→ **WHAT IS EXPECTED**
Take every line from the listing below that includes "outline" and copy it.

→ **SUPPLIED DATA**
-------------------------

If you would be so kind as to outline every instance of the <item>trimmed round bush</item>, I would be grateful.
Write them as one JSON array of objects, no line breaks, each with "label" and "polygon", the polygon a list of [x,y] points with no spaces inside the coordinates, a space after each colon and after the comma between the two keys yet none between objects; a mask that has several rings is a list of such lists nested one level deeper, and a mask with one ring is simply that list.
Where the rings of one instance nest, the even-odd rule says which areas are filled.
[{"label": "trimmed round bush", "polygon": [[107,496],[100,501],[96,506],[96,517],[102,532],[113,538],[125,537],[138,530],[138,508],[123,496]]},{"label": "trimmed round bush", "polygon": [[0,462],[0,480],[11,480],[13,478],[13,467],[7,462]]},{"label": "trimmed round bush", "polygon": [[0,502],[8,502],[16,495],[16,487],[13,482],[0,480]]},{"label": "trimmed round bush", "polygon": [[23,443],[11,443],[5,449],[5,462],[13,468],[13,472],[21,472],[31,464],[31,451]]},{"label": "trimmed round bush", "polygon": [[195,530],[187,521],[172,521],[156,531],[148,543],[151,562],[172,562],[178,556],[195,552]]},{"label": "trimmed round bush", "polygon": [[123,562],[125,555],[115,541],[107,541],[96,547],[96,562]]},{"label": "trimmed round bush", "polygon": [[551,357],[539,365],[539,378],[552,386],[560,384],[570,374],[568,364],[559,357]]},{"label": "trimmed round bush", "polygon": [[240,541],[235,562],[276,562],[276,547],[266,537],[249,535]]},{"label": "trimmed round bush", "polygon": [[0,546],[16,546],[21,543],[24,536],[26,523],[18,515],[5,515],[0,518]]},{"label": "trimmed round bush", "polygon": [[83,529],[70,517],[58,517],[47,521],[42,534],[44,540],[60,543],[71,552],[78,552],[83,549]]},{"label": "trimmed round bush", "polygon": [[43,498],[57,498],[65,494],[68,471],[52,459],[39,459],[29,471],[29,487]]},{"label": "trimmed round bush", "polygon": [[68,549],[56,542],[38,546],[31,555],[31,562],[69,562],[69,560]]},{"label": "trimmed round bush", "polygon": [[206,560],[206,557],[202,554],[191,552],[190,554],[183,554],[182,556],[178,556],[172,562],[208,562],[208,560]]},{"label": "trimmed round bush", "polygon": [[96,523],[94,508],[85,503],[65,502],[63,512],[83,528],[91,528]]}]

-------------------------

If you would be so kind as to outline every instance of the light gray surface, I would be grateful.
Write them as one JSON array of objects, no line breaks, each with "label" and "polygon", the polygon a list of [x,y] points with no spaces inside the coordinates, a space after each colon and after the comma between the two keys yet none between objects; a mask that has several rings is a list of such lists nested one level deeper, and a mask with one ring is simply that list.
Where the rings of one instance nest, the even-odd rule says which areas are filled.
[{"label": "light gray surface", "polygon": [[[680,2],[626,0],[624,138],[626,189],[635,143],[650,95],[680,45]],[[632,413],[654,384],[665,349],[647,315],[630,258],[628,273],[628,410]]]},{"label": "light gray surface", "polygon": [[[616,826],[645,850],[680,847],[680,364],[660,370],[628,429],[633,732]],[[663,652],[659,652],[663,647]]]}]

-------------------------

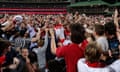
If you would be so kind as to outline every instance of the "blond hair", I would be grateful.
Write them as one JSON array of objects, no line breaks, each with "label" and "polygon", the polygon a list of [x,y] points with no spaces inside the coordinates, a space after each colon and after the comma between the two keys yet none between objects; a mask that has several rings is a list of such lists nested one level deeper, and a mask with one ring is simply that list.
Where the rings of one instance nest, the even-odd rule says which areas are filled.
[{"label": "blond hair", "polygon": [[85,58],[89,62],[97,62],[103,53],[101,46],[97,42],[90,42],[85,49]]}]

-------------------------

→ **SOLUTION TO THIS TASK**
If you would be so kind as to outline every instance of the <item>trimmed round bush</item>, I would be grateful.
If you would be so kind as to outline every instance of the light gray surface, I would be grateful.
If you would be so kind as to outline every instance of the "blond hair", I would be grateful.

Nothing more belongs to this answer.